Named object pointing entries:
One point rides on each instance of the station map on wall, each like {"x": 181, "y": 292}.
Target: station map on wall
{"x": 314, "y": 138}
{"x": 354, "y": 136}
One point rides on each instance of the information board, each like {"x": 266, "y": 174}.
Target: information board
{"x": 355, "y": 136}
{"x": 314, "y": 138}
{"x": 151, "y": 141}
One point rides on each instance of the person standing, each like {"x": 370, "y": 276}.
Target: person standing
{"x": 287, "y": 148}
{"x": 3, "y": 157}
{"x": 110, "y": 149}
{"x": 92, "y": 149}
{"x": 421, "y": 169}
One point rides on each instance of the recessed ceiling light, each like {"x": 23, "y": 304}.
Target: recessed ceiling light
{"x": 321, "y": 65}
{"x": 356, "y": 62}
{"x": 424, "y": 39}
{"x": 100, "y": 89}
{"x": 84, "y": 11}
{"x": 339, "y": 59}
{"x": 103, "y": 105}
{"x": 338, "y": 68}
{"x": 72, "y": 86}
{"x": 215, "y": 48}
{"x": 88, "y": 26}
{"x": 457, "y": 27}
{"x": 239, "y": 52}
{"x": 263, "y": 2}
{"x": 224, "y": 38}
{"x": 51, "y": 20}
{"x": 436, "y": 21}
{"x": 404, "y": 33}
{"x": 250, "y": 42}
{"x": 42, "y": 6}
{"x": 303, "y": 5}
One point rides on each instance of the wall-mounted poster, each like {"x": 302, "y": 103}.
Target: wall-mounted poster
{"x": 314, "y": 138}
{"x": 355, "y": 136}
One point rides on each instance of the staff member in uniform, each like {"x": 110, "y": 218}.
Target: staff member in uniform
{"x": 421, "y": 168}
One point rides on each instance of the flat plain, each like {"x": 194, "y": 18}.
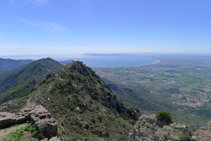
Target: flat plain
{"x": 179, "y": 84}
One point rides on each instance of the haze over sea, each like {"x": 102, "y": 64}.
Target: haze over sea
{"x": 115, "y": 60}
{"x": 98, "y": 60}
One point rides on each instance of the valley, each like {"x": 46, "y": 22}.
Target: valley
{"x": 178, "y": 84}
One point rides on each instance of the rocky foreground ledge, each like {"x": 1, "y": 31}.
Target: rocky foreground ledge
{"x": 37, "y": 114}
{"x": 203, "y": 134}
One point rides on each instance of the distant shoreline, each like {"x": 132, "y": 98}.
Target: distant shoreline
{"x": 157, "y": 62}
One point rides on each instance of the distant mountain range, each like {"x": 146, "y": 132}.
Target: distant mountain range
{"x": 83, "y": 106}
{"x": 10, "y": 64}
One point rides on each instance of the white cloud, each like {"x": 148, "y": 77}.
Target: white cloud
{"x": 51, "y": 26}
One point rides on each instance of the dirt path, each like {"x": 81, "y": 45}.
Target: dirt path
{"x": 6, "y": 131}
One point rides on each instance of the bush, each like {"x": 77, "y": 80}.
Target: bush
{"x": 164, "y": 116}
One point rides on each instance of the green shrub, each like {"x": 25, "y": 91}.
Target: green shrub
{"x": 164, "y": 116}
{"x": 100, "y": 117}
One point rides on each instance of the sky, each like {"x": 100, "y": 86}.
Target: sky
{"x": 38, "y": 27}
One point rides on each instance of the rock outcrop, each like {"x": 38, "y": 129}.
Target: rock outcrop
{"x": 9, "y": 119}
{"x": 203, "y": 134}
{"x": 148, "y": 128}
{"x": 37, "y": 114}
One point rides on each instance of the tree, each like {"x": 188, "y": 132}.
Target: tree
{"x": 164, "y": 116}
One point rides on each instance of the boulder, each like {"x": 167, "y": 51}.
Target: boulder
{"x": 37, "y": 114}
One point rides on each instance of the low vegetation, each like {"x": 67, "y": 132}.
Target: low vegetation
{"x": 164, "y": 116}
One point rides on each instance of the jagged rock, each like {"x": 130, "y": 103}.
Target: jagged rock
{"x": 9, "y": 119}
{"x": 38, "y": 114}
{"x": 51, "y": 139}
{"x": 203, "y": 134}
{"x": 148, "y": 128}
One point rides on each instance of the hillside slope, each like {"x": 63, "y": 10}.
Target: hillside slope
{"x": 83, "y": 106}
{"x": 21, "y": 81}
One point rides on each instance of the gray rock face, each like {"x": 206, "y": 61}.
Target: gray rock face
{"x": 9, "y": 119}
{"x": 37, "y": 114}
{"x": 203, "y": 134}
{"x": 148, "y": 128}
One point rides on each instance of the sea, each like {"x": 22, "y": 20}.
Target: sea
{"x": 115, "y": 60}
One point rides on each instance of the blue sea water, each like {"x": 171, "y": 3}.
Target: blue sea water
{"x": 115, "y": 60}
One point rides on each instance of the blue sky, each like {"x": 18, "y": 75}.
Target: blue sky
{"x": 104, "y": 26}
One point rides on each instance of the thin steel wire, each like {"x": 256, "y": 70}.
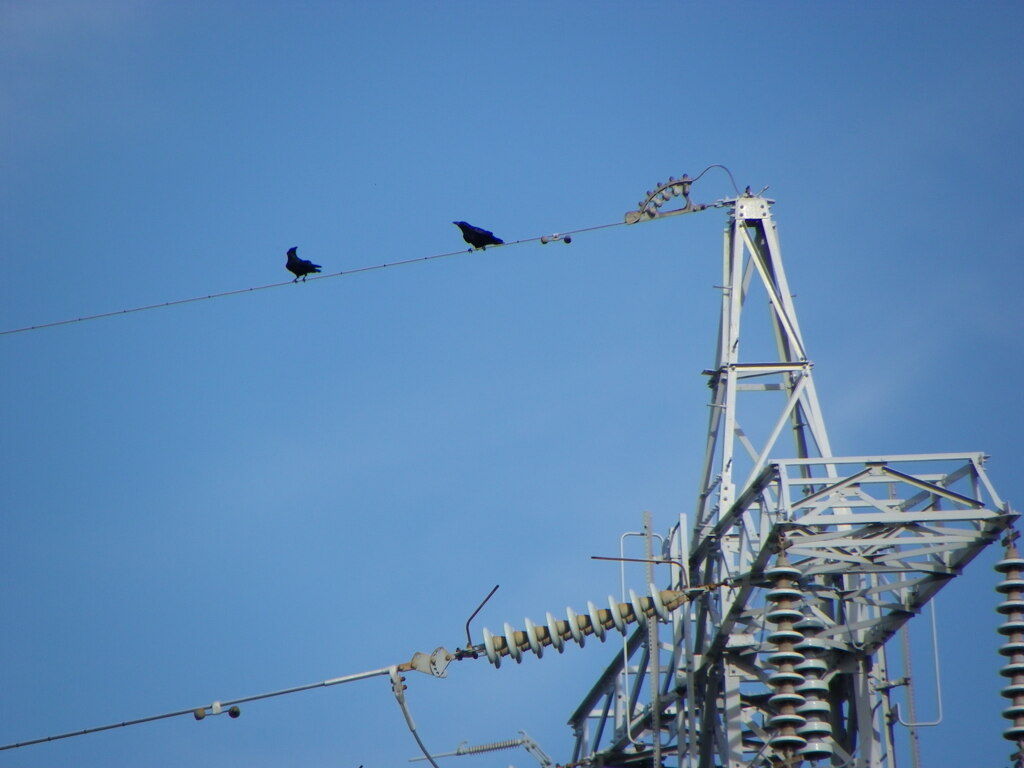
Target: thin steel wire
{"x": 341, "y": 273}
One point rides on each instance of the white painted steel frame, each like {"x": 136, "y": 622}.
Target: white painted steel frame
{"x": 876, "y": 538}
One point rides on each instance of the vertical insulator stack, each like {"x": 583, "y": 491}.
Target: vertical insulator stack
{"x": 783, "y": 610}
{"x": 817, "y": 729}
{"x": 1012, "y": 587}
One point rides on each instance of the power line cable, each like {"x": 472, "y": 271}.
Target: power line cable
{"x": 201, "y": 712}
{"x": 341, "y": 273}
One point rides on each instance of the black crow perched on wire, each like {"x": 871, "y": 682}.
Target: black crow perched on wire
{"x": 476, "y": 237}
{"x": 300, "y": 267}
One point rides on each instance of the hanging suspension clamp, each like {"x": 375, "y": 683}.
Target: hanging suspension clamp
{"x": 651, "y": 205}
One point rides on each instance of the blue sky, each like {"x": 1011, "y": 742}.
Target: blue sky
{"x": 242, "y": 495}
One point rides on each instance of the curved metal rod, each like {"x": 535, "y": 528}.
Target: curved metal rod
{"x": 938, "y": 682}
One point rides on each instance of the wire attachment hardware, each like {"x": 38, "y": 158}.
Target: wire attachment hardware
{"x": 576, "y": 627}
{"x": 216, "y": 709}
{"x": 663, "y": 193}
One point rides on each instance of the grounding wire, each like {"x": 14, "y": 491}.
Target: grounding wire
{"x": 341, "y": 273}
{"x": 194, "y": 710}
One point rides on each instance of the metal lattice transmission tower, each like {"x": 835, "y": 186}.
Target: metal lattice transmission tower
{"x": 816, "y": 559}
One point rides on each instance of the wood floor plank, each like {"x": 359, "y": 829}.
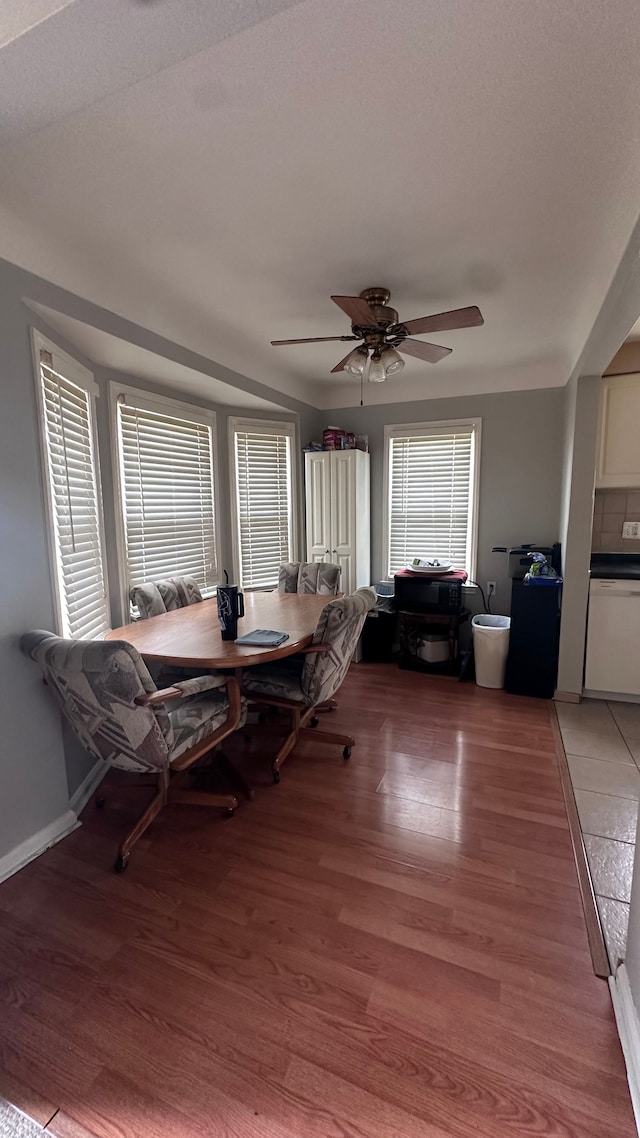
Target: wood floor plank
{"x": 392, "y": 946}
{"x": 26, "y": 1099}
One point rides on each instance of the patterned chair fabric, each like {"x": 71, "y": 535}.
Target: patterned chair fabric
{"x": 154, "y": 598}
{"x": 96, "y": 683}
{"x": 309, "y": 577}
{"x": 319, "y": 675}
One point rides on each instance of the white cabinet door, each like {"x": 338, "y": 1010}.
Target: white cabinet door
{"x": 318, "y": 505}
{"x": 618, "y": 461}
{"x": 613, "y": 637}
{"x": 343, "y": 514}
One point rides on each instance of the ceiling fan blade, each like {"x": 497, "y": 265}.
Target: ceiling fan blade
{"x": 429, "y": 352}
{"x": 357, "y": 310}
{"x": 314, "y": 339}
{"x": 445, "y": 321}
{"x": 339, "y": 367}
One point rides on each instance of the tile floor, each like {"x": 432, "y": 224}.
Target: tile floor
{"x": 602, "y": 745}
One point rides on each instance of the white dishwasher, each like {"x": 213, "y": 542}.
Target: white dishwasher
{"x": 613, "y": 636}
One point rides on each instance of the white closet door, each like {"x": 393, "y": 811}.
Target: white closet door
{"x": 343, "y": 516}
{"x": 318, "y": 505}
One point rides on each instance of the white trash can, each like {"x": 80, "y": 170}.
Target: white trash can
{"x": 491, "y": 645}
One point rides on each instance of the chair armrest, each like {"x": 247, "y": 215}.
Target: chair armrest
{"x": 182, "y": 689}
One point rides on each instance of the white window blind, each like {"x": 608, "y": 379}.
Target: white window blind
{"x": 167, "y": 495}
{"x": 432, "y": 491}
{"x": 74, "y": 503}
{"x": 264, "y": 505}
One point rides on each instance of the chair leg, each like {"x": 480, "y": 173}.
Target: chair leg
{"x": 145, "y": 819}
{"x": 327, "y": 736}
{"x": 330, "y": 736}
{"x": 287, "y": 745}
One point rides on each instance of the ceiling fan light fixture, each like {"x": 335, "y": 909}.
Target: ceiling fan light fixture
{"x": 392, "y": 360}
{"x": 377, "y": 370}
{"x": 357, "y": 362}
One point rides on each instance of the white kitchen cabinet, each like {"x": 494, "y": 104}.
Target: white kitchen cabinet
{"x": 613, "y": 637}
{"x": 618, "y": 458}
{"x": 338, "y": 513}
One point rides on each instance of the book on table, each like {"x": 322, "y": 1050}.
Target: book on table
{"x": 263, "y": 637}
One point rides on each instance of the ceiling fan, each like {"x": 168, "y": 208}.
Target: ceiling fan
{"x": 384, "y": 336}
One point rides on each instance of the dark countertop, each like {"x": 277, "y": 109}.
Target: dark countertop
{"x": 615, "y": 566}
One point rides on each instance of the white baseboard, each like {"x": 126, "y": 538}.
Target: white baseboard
{"x": 32, "y": 847}
{"x": 629, "y": 1031}
{"x": 612, "y": 697}
{"x": 81, "y": 797}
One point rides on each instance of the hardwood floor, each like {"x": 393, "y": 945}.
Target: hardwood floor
{"x": 388, "y": 946}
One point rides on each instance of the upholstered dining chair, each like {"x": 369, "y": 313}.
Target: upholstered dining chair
{"x": 156, "y": 596}
{"x": 319, "y": 671}
{"x": 309, "y": 577}
{"x": 120, "y": 716}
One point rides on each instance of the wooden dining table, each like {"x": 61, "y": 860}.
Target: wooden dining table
{"x": 190, "y": 637}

Written request ::
Quote only the lines from the line containing "One point rides on each instance of the white kitchen" through the end of the listing, please, keeping both the first and the last line.

Result ::
One point rides on each instance of the white kitchen cabinet, each like {"x": 494, "y": 104}.
Target: white kitchen cabinet
{"x": 613, "y": 637}
{"x": 618, "y": 458}
{"x": 338, "y": 513}
One point rides on each instance of the book on table, each like {"x": 322, "y": 1050}.
Target: book on table
{"x": 263, "y": 637}
One point rides on each instance of the ceiling fan, each like {"x": 168, "y": 208}.
Target: ceiling fan
{"x": 384, "y": 336}
One point rides on each instance of the dark countertop, each like {"x": 277, "y": 109}.
Target: dark countertop
{"x": 615, "y": 566}
One point rides on each instance of the white baseboard, each like {"x": 126, "y": 538}.
Target: white baseboard
{"x": 32, "y": 847}
{"x": 629, "y": 1031}
{"x": 612, "y": 697}
{"x": 81, "y": 797}
One point rides on each instance of the hardwood floor, each like {"x": 393, "y": 945}.
Target: hardwood floor
{"x": 388, "y": 946}
One point rides on each instance of the upholstered dining chair, each like {"x": 369, "y": 313}.
Target: upholstered dining chair
{"x": 156, "y": 596}
{"x": 319, "y": 671}
{"x": 309, "y": 577}
{"x": 120, "y": 716}
One point rides on each instance of the wooden dining table, each like {"x": 61, "y": 860}.
Target: wooden dining table
{"x": 190, "y": 637}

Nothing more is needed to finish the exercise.